INSTRUCTIONS FOR THE TASK:
Check each line of the material that follows, and copy those holding the string "wall".

MATERIAL PROVIDED:
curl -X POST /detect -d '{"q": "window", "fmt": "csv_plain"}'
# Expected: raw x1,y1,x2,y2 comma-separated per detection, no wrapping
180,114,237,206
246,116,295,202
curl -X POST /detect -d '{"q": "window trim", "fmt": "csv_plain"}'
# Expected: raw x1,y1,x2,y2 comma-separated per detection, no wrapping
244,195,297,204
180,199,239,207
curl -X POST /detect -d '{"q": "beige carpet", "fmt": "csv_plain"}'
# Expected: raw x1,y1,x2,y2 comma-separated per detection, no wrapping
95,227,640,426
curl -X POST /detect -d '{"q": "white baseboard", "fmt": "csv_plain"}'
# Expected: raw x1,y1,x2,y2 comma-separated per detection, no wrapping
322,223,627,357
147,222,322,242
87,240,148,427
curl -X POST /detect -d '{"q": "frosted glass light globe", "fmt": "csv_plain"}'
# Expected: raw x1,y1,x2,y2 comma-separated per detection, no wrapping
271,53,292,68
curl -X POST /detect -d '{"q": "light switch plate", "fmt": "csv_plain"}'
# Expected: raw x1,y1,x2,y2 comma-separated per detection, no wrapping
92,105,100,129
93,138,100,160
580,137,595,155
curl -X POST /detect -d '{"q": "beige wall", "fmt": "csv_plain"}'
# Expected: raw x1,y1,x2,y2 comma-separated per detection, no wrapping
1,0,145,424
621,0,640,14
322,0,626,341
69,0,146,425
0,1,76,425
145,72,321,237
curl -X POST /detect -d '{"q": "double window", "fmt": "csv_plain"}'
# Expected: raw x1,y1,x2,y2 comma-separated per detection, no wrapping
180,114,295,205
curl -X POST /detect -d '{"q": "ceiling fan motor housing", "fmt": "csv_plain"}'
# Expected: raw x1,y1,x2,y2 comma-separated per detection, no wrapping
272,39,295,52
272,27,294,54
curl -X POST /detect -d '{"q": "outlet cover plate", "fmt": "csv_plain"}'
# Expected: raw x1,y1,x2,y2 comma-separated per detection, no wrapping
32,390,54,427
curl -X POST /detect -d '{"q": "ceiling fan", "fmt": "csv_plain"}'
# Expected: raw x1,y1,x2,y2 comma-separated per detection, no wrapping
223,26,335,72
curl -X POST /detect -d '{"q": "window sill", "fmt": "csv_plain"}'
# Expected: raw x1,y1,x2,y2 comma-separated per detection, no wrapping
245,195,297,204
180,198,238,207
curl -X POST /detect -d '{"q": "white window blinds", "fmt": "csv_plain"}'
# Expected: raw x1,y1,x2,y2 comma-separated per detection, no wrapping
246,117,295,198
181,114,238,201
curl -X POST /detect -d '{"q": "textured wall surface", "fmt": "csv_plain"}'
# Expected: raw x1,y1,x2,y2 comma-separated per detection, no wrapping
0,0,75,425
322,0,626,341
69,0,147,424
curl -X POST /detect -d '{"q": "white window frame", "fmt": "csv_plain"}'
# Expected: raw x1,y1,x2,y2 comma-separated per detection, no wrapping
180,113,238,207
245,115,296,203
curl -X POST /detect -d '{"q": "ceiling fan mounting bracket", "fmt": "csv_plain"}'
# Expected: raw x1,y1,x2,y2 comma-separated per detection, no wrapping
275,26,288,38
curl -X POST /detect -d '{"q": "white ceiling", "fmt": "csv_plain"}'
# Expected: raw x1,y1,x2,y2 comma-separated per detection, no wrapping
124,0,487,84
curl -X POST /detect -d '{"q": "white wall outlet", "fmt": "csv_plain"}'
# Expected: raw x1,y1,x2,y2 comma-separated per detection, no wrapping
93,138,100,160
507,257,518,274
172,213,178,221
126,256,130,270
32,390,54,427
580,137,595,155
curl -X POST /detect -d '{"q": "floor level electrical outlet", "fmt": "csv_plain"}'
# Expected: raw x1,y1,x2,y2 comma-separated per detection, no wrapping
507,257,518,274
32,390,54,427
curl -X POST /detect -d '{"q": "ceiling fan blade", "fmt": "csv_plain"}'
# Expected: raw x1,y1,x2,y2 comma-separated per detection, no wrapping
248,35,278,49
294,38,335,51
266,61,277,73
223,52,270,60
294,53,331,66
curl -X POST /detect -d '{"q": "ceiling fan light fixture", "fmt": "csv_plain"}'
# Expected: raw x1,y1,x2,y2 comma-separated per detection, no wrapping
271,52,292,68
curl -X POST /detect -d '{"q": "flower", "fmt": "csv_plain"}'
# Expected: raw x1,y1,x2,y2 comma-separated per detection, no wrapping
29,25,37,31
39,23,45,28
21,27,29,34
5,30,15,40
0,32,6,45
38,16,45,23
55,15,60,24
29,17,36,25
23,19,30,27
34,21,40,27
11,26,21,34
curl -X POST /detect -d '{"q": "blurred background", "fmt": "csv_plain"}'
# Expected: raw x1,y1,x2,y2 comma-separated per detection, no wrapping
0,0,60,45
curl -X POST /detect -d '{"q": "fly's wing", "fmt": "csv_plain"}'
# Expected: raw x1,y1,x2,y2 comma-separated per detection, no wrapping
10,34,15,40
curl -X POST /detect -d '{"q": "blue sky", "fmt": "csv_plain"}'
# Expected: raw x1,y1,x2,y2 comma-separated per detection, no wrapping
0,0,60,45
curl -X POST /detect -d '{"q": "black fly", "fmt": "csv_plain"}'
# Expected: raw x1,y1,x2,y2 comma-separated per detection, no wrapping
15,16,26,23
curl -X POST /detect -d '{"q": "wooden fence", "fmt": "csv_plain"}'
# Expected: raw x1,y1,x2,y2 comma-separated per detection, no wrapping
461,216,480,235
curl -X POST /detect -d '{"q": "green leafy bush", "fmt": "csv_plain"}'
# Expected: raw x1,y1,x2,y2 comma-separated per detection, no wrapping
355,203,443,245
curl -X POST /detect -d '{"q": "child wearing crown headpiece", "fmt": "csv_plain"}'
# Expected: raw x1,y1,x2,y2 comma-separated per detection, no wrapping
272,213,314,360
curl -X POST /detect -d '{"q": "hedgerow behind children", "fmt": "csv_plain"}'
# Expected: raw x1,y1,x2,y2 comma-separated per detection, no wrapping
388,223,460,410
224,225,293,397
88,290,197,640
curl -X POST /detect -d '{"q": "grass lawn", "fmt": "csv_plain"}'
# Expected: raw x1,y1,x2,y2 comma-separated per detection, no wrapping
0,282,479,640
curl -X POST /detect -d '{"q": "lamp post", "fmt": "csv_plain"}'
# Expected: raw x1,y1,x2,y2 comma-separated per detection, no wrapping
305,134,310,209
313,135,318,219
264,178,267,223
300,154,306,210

ANSWER FOR THE TASK:
curl -X POST /detect -d '{"q": "beige wall", "fmt": "csv_plain"}'
curl -X POST /detect -d '{"q": "textured wall surface", "fmt": "csv_plain"}'
curl -X POST /detect -d '{"q": "white wall outlet", "fmt": "csv_plain"}'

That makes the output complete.